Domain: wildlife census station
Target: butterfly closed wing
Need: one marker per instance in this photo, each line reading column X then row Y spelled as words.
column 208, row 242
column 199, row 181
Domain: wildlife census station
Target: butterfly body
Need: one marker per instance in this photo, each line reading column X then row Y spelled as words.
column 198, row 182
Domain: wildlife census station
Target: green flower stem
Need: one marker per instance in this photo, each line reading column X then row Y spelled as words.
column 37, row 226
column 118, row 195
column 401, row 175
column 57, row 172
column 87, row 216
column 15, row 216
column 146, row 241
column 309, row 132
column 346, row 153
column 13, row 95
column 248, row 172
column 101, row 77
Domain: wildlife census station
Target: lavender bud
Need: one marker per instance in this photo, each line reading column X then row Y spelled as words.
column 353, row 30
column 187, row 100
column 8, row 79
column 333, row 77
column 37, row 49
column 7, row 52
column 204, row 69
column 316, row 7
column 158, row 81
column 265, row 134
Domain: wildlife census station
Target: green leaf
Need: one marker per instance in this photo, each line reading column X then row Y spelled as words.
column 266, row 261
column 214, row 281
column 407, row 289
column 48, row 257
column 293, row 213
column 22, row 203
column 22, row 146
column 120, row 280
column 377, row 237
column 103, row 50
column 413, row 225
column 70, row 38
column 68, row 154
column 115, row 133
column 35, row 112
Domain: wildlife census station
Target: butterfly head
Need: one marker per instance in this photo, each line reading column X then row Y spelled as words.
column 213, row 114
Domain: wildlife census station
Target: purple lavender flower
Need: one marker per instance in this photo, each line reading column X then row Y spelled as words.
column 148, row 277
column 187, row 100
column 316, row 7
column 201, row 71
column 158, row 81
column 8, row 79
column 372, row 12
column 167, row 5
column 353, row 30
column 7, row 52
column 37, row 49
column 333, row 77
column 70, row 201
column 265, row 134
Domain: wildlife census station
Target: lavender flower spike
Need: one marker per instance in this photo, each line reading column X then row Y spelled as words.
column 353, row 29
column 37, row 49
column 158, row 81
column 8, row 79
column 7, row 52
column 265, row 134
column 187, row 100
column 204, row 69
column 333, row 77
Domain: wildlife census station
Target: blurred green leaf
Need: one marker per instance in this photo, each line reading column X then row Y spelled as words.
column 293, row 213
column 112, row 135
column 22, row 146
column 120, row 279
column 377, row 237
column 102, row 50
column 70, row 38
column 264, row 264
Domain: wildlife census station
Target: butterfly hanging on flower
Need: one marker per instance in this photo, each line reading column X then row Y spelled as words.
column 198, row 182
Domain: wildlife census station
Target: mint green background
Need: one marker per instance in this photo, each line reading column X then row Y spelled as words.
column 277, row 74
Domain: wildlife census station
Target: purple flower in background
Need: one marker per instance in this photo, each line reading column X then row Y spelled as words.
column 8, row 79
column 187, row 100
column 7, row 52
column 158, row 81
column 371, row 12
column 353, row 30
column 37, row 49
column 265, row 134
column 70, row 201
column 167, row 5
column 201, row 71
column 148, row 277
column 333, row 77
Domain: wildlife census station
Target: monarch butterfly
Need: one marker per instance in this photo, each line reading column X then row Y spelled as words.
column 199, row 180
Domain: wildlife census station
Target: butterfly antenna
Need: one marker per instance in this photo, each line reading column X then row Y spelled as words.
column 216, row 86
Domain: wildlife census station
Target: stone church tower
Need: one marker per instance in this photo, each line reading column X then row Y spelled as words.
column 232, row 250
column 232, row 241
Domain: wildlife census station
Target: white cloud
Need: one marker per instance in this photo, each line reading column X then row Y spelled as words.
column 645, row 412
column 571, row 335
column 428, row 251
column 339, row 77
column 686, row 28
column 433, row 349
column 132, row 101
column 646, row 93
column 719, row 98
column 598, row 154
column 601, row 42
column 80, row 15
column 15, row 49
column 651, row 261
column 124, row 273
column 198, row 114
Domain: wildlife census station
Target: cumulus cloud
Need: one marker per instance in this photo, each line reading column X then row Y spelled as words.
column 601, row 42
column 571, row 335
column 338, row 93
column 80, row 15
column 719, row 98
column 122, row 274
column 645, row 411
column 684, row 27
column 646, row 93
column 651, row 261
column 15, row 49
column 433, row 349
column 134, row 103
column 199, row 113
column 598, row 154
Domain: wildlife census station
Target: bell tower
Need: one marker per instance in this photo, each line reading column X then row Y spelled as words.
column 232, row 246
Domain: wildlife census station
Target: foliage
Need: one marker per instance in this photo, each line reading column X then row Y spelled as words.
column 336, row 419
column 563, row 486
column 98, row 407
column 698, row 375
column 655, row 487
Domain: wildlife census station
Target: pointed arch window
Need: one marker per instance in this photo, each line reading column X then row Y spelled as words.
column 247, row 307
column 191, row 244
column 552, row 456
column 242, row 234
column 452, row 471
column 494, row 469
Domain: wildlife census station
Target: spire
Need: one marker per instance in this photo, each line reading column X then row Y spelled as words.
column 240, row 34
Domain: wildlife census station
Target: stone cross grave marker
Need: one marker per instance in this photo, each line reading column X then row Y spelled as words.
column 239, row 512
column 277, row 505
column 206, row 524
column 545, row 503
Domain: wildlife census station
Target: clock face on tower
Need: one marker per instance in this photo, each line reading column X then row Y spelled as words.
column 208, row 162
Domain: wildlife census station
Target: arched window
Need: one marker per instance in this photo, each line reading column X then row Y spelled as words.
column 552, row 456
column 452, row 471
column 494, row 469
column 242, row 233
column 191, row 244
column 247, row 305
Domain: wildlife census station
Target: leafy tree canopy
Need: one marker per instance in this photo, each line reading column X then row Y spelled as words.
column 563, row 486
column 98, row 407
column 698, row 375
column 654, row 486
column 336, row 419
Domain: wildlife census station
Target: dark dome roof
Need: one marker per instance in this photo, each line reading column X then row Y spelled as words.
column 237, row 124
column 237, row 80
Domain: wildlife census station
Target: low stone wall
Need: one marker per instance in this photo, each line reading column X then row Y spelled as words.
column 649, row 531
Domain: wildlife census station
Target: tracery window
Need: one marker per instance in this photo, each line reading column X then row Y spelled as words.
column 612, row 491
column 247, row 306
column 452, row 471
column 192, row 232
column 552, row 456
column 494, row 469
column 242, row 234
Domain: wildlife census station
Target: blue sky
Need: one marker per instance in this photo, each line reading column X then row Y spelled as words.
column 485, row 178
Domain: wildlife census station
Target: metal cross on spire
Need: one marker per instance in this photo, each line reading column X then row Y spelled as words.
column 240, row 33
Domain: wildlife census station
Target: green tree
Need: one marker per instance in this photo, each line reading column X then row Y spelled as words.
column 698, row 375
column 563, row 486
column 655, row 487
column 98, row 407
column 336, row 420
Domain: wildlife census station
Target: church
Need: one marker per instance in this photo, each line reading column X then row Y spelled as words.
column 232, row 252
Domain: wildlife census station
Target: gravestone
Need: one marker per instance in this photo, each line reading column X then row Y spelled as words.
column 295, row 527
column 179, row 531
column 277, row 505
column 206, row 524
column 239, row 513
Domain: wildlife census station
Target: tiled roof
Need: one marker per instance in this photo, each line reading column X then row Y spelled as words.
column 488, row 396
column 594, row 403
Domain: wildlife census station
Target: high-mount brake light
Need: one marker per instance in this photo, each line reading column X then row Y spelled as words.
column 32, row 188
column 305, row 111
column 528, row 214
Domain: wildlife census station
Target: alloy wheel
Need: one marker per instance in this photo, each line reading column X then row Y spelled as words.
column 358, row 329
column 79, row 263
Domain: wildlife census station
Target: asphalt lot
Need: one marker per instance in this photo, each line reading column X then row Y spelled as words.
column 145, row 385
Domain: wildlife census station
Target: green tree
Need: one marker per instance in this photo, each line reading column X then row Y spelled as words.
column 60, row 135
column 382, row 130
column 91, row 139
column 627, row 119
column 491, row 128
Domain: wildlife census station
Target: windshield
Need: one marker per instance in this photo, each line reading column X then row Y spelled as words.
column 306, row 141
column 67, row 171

• **GOAL**:
Would you reproduce the data from its first line up to and including the line containing "column 101, row 77", renaming every "wildlife census station" to "field survey station" and leaving all else unchanged?

• **ANSWER IN FULL**:
Domain: field survey station
Target: butterfly closed wing
Need: one marker per instance in this photo, each line reading column X then row Y spelled as words.
column 208, row 242
column 199, row 181
Domain: field survey station
Target: butterfly body
Need: one marker per instance in this photo, each line reading column X then row Y spelled as words.
column 198, row 182
Domain: field survey station
Target: green flower stem
Need: one marker per instance in this photo, each line reading column X then row Y spelled as words.
column 37, row 226
column 118, row 195
column 401, row 175
column 57, row 172
column 87, row 216
column 15, row 216
column 146, row 241
column 309, row 132
column 346, row 153
column 13, row 95
column 248, row 172
column 101, row 77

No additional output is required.